GIVEN REQUEST
List every line in the rows below that contains the word "foliage", copying each such line in full.

ENTRIES PROVIDED
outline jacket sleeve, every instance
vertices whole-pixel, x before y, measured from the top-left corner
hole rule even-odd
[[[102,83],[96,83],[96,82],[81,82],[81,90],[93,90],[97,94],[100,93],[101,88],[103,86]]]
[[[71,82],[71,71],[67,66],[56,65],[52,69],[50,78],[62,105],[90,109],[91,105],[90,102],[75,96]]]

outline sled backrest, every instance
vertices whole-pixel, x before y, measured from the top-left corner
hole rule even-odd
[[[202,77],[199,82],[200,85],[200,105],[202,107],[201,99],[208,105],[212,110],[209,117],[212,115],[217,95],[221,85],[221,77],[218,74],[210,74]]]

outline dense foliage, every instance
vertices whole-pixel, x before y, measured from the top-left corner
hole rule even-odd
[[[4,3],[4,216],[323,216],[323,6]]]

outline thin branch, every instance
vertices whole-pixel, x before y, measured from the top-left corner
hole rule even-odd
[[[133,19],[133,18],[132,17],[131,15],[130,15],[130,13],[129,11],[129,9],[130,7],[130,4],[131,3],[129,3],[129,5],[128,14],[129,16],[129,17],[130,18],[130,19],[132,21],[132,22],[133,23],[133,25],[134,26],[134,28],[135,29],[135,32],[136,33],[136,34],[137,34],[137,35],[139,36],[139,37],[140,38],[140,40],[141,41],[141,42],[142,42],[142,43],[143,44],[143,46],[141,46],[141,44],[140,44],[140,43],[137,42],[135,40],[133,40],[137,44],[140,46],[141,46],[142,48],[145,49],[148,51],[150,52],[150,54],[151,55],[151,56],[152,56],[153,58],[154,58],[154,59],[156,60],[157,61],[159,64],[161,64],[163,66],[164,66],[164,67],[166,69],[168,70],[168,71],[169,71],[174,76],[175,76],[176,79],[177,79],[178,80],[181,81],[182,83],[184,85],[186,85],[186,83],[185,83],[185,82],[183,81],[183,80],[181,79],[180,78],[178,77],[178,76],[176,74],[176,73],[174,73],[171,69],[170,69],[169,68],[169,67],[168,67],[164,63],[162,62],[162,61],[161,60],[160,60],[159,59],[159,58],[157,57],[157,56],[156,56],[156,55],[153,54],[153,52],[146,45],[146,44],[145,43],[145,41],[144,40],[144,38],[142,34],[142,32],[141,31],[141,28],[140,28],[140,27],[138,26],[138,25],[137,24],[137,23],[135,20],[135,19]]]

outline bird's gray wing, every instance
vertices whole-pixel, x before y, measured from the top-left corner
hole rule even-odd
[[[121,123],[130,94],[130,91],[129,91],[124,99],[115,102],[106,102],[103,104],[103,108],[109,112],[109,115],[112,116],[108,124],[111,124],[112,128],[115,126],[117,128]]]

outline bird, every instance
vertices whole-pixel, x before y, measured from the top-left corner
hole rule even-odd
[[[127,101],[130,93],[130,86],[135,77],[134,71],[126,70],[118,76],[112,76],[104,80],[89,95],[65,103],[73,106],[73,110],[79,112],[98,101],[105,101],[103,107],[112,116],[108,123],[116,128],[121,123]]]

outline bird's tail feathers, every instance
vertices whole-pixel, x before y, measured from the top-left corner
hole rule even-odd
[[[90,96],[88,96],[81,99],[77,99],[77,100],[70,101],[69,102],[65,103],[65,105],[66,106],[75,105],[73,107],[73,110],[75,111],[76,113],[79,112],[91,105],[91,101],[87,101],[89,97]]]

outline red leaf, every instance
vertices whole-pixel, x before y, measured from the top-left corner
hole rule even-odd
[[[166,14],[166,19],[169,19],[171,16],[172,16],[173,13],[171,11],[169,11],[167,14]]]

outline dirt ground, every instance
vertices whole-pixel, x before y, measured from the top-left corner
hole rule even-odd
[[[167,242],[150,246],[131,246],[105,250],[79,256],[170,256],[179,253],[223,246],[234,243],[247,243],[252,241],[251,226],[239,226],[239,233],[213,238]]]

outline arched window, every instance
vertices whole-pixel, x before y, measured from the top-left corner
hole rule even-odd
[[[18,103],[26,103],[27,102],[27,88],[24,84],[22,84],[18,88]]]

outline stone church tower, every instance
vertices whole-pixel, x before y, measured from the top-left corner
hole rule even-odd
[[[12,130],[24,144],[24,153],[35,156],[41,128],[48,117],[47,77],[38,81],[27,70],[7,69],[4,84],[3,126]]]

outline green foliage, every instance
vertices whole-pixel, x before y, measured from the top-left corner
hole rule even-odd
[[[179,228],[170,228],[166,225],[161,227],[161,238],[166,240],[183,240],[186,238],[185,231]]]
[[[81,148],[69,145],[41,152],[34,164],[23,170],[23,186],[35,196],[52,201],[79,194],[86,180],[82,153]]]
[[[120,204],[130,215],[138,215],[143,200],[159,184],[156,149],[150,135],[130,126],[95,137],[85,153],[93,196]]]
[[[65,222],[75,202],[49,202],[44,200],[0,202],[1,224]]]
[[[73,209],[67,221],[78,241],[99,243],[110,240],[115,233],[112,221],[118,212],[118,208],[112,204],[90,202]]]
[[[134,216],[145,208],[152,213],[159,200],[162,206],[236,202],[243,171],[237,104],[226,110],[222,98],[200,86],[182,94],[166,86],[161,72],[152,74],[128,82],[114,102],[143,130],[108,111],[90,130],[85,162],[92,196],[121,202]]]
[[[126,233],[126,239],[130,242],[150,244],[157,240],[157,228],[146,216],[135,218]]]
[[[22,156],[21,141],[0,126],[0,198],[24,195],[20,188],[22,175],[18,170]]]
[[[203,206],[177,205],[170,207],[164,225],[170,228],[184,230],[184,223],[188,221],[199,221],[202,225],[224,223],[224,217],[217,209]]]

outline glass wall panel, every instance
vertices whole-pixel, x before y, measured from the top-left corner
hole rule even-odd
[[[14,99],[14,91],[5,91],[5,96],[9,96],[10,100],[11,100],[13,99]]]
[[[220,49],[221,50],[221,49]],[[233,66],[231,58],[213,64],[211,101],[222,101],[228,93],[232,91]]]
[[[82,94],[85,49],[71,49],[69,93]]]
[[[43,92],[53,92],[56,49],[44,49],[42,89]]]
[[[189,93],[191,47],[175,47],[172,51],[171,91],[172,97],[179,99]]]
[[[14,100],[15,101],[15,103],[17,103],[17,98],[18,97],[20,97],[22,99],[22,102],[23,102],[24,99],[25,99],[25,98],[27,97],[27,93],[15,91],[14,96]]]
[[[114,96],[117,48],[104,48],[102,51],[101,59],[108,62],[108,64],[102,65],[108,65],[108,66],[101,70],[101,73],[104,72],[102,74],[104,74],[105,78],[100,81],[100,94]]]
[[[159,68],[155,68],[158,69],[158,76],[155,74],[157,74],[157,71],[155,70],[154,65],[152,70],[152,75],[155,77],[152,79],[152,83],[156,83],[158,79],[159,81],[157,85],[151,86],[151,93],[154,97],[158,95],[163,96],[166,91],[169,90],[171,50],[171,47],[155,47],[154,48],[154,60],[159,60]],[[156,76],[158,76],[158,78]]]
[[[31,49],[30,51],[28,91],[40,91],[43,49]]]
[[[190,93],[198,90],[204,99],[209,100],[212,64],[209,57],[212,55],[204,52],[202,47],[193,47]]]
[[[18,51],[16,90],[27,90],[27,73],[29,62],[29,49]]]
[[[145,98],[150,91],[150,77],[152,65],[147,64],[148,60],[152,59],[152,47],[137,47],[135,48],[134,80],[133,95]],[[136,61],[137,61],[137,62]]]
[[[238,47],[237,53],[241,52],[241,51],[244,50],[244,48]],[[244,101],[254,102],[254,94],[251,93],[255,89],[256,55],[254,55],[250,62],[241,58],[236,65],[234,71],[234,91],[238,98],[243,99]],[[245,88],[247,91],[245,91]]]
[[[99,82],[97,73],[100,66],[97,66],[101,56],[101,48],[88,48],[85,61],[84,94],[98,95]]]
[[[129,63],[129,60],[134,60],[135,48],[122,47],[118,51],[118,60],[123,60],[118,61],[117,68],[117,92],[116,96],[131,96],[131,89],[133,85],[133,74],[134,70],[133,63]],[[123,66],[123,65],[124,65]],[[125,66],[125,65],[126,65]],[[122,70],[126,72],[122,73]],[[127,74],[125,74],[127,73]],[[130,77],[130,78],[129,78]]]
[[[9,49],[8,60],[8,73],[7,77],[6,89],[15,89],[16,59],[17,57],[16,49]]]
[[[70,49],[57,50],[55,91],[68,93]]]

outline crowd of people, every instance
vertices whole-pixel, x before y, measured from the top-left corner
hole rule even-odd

WRITTEN ANSWER
outline dense foliage, every instance
outline green foliage, every instance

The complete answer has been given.